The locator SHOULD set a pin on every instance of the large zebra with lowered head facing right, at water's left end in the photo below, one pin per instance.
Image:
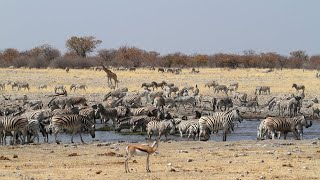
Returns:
(75, 123)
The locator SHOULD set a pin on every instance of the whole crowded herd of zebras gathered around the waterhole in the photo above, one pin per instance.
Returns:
(150, 111)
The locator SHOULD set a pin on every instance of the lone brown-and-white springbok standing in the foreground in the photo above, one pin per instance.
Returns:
(140, 150)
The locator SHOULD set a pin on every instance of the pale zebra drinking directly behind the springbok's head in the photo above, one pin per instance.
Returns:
(162, 127)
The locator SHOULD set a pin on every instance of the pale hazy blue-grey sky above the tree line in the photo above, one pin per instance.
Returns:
(165, 26)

※

* **What you are asked to do**:
Lines holding the word "springbok" should be copied from the entries above.

* **Exercise response**:
The locator SHOULD set a pin on every instance of the lone brown-and-white springbok standing in the foreground in the photo above, one pin per instance.
The locator SHOULD set a pin on every instance of the pale zebra drinking directly behind the springbok's head in the photo above, one pin per instance.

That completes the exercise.